-- Data shown follows --

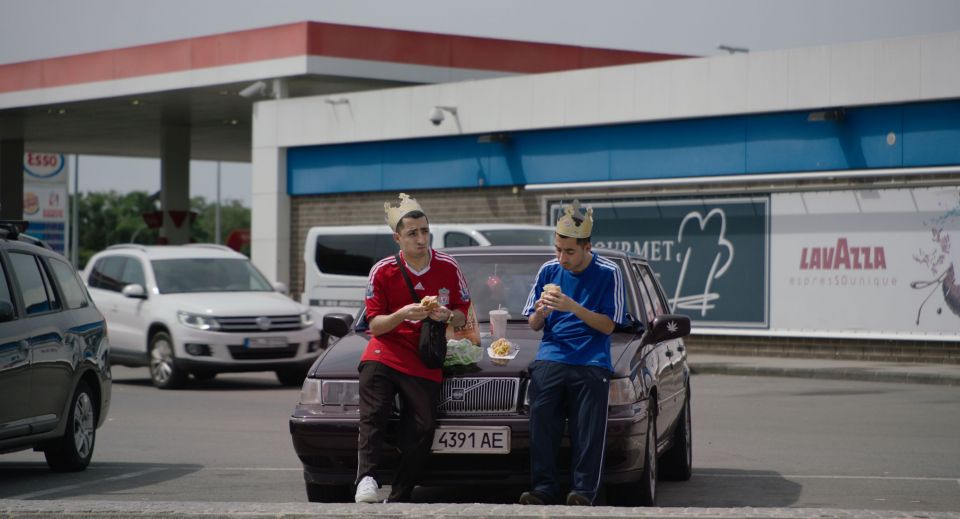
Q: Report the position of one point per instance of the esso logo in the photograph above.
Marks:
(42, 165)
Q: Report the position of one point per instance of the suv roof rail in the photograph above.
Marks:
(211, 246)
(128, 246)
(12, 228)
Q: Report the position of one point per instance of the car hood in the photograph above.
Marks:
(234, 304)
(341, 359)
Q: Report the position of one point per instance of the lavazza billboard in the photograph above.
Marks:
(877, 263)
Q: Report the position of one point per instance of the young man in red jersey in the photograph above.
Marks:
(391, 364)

-- Data shown concluded --

Problem to solve:
Extract all the data above exactly, excluding every picture.

Answer to this task:
Q: Report the position of one point per instance of the esso logo in the photograph above.
Marks:
(42, 165)
Q: Report the position of one point per instance of the suv roof rail in the photograph above.
Marks:
(211, 246)
(128, 246)
(12, 228)
Q: Report the position of one point per instance of the car hood in the photograph above.
Marks:
(234, 304)
(341, 359)
Q: Report the position of one point per instance of the lavazza billboard in the photograph above.
Marks:
(877, 263)
Q: Report the position of one point per instance of the young man in red jersey in the photograph above.
Marks:
(391, 364)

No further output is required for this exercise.